Passage given:

◆ ◆ ◆ ◆

AP Tests generally measure a student’s mastery of college-level subject matter through questions that touch on the main points of a year-long AP curriculum. The AP Test scores actually judge the student’s hard work in class and confirm that students learned the subject matter thoroughly. Students who do well on AP Tests are likely to be successful in college classes, so selective schools are interested in them for their predictive value. Another key difference between the two tests is what they show about the student.


SAT Subject Tests are slightly different because they measure students’ readiness for college-level work. The SAT Subject Tests show mastery of one specific subject, while AP Tests show mastery of months of the material taught at the high-school level.


AP Tests do a good job of predicting how a student will perform at the college level, which is why they are looked highly upon by colleges. AP classes offer a lot of insight into the student as a whole as they produce both an exam grade and a cumulative class grade. They also validate students not only how they perform on tests, but also how they perform in the classroom throughout the year. If admissions counselors see that a student did well in AP classes, they have the confidence that the student will be a strong performer at the next level.

◆ ◆ ◆ ◆

Task to complete: Reproduce the passage comparing AP Tests and SAT Subject Tests in full, word for word.

◆ ◆ ◆ ◆

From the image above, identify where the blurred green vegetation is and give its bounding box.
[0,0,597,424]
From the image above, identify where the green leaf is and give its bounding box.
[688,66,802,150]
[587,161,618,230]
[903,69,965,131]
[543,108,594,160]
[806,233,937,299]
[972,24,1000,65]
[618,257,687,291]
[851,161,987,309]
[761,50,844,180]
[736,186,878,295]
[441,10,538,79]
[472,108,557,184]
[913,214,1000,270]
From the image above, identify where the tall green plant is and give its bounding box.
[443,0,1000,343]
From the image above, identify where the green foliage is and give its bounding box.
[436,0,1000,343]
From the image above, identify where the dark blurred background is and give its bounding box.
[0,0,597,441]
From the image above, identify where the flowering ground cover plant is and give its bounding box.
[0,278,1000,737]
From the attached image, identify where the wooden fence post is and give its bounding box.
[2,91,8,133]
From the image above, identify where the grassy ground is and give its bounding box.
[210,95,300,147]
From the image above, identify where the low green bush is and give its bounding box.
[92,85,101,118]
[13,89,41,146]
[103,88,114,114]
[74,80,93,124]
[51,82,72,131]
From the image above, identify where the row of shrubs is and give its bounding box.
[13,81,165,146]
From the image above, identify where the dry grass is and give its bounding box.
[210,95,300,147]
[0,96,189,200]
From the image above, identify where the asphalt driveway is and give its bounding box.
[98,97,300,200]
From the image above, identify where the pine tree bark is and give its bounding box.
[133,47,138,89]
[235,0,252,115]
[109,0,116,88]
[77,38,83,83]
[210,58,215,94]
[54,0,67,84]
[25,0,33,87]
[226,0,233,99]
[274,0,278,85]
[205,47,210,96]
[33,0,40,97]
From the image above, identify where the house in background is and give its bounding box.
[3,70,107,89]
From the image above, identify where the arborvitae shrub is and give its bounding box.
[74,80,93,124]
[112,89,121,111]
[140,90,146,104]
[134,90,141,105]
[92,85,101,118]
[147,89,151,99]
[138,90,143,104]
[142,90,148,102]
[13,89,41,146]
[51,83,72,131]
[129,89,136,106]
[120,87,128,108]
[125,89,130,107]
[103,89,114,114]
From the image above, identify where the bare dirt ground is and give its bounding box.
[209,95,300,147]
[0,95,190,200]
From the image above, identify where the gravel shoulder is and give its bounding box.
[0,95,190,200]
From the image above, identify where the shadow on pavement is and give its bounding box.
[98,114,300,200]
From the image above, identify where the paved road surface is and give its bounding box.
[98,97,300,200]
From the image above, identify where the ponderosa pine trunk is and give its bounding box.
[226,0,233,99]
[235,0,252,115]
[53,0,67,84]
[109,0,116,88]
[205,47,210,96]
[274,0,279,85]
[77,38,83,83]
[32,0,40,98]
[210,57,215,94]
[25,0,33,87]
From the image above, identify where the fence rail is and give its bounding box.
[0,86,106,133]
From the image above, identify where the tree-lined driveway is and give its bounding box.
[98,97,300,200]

◆ ◆ ◆ ◆

Task answer:
AP Tests generally measure a student’s mastery of college-level subject matter through questions that touch on the main points of a year-long AP curriculum. The AP Test scores actually judge the student’s hard work in class and confirm that students learned the subject matter thoroughly. Students who do well on AP Tests are likely to be successful in college classes, so selective schools are interested in them for their predictive value. Another key difference between the two tests is what they show about the student.


SAT Subject Tests are slightly different because they measure students’ readiness for college-level work. The SAT Subject Tests show mastery of one specific subject, while AP Tests show mastery of months of the material taught at the high-school level.


AP Tests do a good job of predicting how a student will perform at the college level, which is why they are looked highly upon by colleges. AP classes offer a lot of insight into the student as a whole as they produce both an exam grade and a cumulative class grade. They also validate students not only how they perform on tests, but also how they perform in the classroom throughout the year. If admissions counselors see that a student did well in AP classes, they have the confidence that the student will be a strong performer at the next level.